WHAT THE EXERCISE ASKS: Extract each line of the records below that contains the string "tree", treating uppercase and lowercase letters as different.

[Dataset items]
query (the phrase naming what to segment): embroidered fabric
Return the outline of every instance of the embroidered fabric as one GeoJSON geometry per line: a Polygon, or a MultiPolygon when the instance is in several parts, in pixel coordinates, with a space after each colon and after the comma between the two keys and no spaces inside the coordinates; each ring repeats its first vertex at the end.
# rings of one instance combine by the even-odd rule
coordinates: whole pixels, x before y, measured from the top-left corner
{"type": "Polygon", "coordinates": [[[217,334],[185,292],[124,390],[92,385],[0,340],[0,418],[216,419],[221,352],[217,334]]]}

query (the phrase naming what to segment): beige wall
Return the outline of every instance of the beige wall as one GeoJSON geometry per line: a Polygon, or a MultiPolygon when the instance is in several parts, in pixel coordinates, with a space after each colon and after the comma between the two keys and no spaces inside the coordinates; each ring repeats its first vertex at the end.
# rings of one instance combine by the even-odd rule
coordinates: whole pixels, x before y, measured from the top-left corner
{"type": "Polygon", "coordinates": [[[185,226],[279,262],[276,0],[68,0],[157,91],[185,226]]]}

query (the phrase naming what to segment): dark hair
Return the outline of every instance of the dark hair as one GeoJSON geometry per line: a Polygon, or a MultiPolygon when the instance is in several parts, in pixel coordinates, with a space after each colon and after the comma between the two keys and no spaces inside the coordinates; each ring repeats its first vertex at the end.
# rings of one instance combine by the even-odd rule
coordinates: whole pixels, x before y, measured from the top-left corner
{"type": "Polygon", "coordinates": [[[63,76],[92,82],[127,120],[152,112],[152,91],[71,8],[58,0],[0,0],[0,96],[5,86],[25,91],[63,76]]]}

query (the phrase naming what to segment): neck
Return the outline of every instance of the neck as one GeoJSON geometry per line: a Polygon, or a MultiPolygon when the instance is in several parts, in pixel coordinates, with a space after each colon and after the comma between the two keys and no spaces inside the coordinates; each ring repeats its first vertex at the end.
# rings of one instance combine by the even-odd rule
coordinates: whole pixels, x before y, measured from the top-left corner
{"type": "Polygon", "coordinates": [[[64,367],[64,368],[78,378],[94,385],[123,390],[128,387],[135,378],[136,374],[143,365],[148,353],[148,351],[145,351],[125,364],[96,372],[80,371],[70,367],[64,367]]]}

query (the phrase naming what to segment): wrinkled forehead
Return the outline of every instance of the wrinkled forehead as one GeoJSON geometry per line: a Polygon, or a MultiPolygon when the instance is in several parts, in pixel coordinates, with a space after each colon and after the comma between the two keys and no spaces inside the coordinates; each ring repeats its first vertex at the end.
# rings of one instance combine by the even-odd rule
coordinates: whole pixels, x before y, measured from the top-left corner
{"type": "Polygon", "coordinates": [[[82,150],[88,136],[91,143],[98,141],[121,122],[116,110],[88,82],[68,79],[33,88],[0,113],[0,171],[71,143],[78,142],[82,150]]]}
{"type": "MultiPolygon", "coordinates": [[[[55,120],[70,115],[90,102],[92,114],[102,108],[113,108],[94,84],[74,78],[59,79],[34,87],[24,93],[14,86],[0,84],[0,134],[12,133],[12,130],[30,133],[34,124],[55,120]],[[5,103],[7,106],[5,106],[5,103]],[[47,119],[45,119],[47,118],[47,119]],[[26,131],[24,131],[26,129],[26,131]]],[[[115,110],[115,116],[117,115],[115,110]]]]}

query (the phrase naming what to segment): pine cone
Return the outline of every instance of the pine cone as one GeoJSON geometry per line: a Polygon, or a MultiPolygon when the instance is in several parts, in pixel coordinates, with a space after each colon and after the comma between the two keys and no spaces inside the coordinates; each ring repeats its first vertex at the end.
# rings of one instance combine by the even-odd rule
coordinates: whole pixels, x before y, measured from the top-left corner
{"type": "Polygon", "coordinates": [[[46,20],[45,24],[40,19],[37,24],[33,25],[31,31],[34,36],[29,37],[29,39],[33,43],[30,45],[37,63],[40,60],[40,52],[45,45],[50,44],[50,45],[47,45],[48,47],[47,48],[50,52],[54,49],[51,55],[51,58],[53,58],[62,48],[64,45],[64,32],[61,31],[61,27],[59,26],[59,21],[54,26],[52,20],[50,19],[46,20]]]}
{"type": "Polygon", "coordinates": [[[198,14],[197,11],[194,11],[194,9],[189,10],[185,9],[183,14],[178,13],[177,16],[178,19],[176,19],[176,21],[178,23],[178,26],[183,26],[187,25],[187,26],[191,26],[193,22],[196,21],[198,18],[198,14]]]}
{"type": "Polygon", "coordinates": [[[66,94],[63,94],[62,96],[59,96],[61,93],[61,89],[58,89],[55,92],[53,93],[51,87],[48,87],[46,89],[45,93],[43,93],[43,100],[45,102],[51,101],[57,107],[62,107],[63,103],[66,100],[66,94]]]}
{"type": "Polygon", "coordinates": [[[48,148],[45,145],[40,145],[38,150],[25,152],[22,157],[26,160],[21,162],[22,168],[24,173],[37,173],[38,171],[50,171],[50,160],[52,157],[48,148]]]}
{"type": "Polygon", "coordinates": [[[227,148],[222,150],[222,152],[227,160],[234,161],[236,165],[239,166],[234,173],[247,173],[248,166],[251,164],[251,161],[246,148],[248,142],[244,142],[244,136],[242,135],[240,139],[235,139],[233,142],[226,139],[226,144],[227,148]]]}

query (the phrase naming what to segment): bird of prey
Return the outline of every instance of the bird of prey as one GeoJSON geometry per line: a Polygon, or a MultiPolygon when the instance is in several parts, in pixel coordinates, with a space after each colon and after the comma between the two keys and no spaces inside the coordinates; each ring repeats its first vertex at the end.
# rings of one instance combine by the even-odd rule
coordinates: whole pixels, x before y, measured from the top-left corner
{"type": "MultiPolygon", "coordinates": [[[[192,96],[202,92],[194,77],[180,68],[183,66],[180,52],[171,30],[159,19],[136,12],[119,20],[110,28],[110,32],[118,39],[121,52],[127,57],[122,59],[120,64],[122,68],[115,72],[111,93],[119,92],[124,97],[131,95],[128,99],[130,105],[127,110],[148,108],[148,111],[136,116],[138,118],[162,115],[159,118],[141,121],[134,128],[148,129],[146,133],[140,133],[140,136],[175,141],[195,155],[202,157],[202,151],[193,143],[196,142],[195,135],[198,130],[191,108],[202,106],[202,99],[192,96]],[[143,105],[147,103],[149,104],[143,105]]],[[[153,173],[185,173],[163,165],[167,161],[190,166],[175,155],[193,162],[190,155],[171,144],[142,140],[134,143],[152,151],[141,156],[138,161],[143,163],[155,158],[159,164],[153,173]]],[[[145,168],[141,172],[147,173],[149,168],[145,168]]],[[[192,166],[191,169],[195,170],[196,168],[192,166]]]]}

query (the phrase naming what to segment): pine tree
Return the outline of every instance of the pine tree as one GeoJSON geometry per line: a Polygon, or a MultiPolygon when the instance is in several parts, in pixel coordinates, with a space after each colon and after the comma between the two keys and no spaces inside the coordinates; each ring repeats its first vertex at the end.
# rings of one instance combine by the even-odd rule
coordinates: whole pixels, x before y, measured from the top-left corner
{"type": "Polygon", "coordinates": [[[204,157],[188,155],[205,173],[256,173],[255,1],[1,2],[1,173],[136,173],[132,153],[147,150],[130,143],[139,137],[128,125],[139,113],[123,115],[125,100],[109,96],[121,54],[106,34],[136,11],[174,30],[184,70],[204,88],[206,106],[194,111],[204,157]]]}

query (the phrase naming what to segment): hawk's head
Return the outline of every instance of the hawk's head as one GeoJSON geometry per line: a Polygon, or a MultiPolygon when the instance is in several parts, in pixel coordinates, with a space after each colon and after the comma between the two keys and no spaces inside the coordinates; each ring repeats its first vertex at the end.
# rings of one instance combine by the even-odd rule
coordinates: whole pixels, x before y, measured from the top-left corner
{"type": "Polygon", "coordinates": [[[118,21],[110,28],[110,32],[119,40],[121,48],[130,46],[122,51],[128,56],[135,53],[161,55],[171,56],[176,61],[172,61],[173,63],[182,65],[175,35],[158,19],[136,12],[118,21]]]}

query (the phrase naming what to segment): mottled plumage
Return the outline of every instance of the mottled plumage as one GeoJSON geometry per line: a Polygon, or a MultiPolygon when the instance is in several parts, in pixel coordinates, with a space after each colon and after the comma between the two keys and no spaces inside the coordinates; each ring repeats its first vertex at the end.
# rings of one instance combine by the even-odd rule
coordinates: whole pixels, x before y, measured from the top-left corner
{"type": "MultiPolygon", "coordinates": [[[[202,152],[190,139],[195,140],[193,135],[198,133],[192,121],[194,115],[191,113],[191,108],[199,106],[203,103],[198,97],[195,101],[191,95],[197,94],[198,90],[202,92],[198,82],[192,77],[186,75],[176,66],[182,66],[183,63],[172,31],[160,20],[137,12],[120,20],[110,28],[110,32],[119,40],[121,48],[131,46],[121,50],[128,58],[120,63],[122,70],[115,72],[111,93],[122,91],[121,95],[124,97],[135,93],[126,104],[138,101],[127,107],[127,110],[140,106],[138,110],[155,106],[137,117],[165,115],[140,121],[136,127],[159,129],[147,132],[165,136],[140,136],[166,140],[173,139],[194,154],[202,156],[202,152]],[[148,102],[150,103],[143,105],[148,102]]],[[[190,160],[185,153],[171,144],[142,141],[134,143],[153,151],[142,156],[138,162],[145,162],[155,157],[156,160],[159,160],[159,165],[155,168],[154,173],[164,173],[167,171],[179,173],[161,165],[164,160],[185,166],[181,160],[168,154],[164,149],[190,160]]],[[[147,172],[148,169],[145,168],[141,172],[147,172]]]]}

==

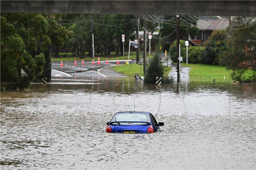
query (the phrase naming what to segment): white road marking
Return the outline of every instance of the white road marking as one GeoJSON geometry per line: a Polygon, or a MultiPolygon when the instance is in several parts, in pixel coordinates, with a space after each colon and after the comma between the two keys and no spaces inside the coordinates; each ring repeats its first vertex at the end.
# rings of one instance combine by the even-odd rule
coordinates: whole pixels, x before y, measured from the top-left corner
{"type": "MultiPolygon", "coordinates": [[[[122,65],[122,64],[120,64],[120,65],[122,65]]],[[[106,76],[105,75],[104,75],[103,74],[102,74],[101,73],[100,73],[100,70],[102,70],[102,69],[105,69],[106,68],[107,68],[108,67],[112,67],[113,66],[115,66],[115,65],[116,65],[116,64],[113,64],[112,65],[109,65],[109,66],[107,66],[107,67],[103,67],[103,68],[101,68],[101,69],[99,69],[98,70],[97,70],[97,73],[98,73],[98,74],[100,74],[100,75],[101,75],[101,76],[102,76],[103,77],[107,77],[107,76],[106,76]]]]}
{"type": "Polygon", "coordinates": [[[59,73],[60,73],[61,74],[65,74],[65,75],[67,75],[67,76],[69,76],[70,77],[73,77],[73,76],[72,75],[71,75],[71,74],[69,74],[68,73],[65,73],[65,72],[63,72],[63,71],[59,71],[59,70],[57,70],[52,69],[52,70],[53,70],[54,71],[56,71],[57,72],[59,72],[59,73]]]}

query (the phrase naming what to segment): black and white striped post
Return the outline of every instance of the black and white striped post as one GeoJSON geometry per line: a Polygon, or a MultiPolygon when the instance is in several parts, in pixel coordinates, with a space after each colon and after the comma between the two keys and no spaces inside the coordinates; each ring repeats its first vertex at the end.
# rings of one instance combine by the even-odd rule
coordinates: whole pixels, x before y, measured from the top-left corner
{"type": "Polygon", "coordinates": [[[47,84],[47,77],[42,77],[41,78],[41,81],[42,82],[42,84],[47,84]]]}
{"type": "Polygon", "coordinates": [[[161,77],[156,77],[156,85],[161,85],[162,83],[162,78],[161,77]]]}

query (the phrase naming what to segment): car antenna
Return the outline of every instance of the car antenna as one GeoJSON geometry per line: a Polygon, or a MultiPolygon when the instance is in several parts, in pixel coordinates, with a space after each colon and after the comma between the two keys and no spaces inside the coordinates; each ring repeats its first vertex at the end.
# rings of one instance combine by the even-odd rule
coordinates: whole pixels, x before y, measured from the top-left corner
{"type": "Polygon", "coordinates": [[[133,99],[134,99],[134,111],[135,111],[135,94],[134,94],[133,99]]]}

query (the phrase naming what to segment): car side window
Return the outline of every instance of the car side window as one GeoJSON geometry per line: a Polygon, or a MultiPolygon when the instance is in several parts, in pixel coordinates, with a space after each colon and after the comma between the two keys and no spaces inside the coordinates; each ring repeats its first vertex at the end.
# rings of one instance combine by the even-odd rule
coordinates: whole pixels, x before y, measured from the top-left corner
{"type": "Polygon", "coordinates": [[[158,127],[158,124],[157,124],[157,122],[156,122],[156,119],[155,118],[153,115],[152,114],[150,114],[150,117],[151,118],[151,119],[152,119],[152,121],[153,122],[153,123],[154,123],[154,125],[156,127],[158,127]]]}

SOLUTION TO THE EXERCISE:
query (the phrase naming what to segment): pine tree
Return the outline of every instance of the pine tree as one GeoJSON geometry per line: a Polygon, or a MultiPolygon when the instance is in several parts, in pixel coordinates, with a space after each colon and after the comma between the two keys and no spaces inside the coordinates; each ring repeats its first vertex at the end.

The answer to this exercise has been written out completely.